Vous êtes détaché en tant qu'enseignant de la faculté au niveau de la fédération, ce qui vous permet d'être à temps plein sur le poste de président ?

Je bénéficie d'un aménagement de service particulier, et je profite de l'occasion pour remercier à la fois la faculté des sciences du sport et son doyen Fabrice Favret, l'université et son président Michel Deneken, et sa vice-présidente chargée des ressources humaines Élisabeth Demont, qui ont joué tous les trois un rôle majeur dans cet aménagement de service. Je crois que l'université a pris en compte l'intérêt d'avoir un président de fédération en son sein pour faire rayonner l'université de Strasbourg. Ceci étant, je reste très proche de la faculté, je coordonne toujours les activités de raquettes, et je reste très attentif à l'évolution de la faculté.

Vous avez été élu en 2020 et vous aviez dit d'ailleurs que vous aurez la chance de vivre deux Jeux Olympiques puisque Covid faisant la précédente olympiade a eu lieu en 2021. Les prochaines élections ont lieu en décembre 2024. Allez-vous vous représenter ?

Matériel fourni

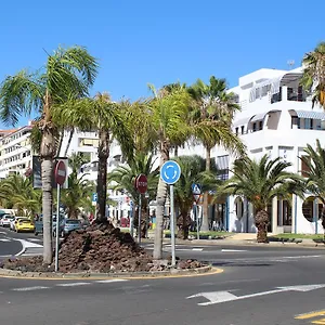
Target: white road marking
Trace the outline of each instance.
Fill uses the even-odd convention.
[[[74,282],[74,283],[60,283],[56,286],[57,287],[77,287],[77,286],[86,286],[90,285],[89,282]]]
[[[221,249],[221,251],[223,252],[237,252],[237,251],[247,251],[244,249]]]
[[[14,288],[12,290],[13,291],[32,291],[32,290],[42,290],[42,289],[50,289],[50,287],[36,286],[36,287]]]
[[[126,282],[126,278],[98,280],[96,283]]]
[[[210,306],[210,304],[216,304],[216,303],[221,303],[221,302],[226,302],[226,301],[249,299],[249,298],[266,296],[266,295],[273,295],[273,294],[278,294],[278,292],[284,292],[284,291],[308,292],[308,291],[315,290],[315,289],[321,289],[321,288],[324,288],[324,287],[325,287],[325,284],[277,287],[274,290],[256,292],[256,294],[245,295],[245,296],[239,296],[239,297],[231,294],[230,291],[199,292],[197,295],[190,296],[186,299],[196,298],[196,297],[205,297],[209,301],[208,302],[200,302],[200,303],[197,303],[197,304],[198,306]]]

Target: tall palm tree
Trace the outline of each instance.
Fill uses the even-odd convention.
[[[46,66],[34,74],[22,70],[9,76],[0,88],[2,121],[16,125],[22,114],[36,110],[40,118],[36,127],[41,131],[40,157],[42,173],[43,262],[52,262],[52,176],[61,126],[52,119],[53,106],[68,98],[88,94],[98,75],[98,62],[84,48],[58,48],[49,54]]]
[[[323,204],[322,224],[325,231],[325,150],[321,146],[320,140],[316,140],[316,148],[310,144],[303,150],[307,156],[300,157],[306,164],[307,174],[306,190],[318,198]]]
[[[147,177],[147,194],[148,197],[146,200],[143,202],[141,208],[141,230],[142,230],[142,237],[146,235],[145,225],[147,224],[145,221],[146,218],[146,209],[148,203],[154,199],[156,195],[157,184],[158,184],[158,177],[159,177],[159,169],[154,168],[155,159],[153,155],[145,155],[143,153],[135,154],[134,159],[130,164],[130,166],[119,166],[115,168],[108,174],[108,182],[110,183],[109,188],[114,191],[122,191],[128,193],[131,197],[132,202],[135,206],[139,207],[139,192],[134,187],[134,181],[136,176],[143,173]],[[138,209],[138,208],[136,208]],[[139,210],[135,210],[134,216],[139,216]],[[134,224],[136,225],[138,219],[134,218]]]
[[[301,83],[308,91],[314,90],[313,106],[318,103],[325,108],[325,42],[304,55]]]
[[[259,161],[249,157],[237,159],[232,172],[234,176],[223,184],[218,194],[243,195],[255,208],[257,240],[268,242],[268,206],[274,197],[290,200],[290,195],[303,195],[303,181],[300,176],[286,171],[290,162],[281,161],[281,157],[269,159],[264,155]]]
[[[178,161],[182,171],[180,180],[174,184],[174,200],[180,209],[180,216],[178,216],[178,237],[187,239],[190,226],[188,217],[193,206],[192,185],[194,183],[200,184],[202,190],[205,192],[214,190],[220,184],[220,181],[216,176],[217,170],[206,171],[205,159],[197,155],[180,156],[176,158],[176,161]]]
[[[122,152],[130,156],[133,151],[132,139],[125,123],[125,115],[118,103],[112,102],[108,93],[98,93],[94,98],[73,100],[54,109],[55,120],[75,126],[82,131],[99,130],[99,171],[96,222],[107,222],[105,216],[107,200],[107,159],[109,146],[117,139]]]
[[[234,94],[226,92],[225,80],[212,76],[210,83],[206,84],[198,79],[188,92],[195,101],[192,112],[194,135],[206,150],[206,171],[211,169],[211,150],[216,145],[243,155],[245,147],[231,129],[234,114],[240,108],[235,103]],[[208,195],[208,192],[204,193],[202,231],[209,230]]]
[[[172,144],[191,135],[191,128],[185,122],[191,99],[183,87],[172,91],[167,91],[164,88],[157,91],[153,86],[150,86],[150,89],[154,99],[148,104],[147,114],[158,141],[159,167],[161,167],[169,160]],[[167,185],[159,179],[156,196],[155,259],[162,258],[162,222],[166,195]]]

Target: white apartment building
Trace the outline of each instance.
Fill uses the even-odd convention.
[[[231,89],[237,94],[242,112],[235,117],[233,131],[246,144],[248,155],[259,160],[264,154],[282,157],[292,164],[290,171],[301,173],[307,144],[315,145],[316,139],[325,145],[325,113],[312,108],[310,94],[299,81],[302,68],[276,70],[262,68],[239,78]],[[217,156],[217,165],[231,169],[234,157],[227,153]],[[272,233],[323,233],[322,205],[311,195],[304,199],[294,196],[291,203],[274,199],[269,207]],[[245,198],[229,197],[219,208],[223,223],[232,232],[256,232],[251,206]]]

---

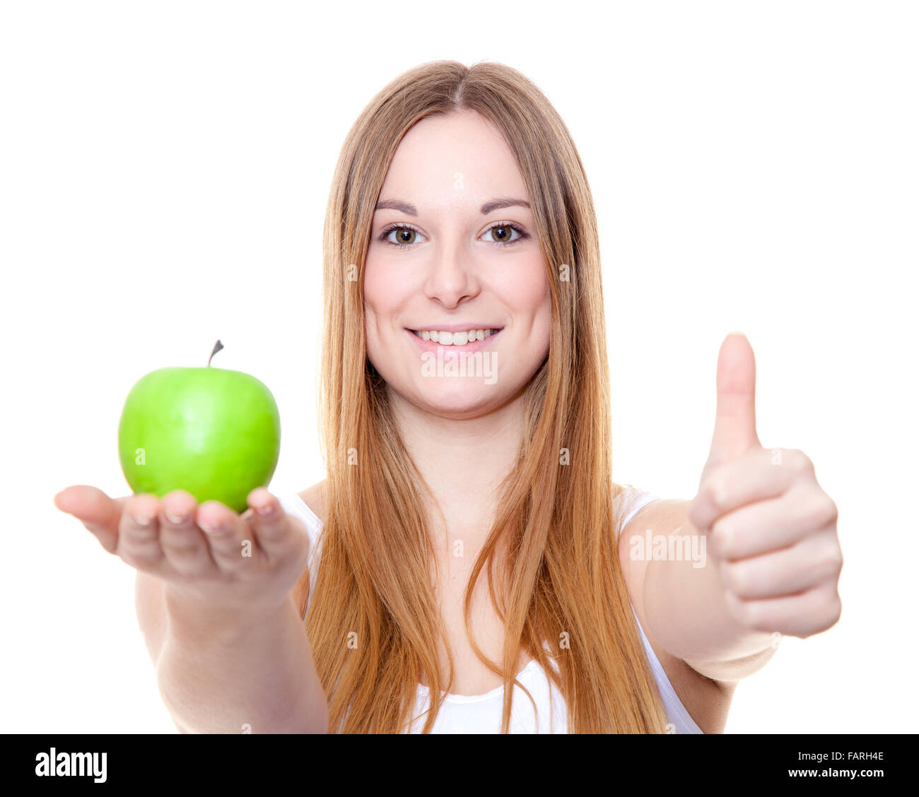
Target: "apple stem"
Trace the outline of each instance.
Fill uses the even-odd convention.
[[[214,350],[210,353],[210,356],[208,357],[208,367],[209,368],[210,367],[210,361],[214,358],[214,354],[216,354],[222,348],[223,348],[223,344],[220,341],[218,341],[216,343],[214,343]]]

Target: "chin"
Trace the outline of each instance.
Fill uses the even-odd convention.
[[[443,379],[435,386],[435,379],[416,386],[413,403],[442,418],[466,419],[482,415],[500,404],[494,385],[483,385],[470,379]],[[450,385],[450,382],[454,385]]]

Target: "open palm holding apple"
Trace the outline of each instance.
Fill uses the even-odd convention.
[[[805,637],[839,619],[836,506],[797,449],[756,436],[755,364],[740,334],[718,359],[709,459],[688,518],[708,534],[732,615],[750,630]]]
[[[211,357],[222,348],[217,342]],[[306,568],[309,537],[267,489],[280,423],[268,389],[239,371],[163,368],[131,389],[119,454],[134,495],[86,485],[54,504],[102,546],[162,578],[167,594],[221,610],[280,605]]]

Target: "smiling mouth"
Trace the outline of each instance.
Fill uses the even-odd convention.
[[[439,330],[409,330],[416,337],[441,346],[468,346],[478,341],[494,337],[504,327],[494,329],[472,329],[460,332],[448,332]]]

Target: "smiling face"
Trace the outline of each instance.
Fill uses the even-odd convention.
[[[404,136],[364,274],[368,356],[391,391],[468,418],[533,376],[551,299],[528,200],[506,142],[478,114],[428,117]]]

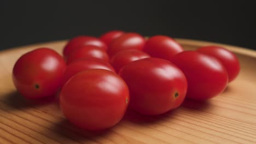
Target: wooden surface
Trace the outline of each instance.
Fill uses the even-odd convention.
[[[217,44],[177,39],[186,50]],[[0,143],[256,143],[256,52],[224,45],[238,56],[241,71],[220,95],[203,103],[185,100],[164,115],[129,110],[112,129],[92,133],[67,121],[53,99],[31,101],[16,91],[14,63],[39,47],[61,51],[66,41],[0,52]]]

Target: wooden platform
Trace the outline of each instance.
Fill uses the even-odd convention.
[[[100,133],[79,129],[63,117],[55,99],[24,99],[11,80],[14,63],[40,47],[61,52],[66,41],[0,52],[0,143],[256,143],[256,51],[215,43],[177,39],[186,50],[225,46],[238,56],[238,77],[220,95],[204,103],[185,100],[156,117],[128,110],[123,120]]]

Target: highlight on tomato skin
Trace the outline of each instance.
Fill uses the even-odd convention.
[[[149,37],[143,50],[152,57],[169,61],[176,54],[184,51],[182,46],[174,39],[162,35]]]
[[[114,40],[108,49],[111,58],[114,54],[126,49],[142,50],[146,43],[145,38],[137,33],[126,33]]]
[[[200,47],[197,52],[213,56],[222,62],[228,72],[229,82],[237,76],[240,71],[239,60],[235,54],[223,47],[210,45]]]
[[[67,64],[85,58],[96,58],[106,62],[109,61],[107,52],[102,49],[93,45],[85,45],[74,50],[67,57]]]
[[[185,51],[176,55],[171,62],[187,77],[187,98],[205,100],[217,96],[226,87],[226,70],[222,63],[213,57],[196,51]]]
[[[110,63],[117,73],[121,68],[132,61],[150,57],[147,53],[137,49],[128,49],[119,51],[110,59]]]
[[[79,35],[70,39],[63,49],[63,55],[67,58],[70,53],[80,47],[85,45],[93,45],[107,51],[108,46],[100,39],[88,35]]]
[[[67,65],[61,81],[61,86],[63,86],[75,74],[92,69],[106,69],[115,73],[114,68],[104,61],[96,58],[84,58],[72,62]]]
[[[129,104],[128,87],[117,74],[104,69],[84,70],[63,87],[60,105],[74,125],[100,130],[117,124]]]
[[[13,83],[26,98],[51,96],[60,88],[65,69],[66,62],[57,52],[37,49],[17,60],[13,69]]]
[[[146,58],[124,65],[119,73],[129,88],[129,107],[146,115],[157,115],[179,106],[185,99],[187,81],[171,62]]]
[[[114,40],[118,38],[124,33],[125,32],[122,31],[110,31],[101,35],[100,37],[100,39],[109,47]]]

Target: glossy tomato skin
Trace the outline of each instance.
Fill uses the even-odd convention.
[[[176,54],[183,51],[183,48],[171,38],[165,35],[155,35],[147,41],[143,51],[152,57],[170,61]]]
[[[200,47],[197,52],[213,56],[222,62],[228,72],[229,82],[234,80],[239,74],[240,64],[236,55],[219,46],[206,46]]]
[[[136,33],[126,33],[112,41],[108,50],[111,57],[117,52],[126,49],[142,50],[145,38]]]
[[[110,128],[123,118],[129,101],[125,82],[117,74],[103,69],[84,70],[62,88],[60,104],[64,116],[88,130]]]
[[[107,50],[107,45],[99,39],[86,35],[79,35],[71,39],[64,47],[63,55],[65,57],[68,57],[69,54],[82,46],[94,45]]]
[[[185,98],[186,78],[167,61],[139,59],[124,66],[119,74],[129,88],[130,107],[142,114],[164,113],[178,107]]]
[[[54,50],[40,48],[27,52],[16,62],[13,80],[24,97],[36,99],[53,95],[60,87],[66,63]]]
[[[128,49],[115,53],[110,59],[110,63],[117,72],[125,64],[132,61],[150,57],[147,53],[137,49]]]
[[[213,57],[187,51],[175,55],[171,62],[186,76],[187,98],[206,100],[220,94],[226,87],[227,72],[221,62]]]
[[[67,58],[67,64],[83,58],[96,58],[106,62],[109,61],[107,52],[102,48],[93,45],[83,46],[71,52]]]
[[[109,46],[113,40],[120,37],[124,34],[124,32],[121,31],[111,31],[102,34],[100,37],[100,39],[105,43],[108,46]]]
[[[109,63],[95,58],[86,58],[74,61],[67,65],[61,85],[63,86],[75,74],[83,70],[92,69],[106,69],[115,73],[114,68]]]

Travail demandé
Répondez à ces questions d'après l'entretien :
(a) Qui est le doyen de la faculté des sciences du sport ?
(b) Quelles activités la personne interrogée coordonne-t-elle toujours ?
(c) Quand ont lieu les prochaines élections ?
Les enregistrements ne jouent aucun rôle ici.

Résultat de l'exercice
(a) Fabrice Favret.
(b) Les activités de raquettes.
(c) En décembre 2024.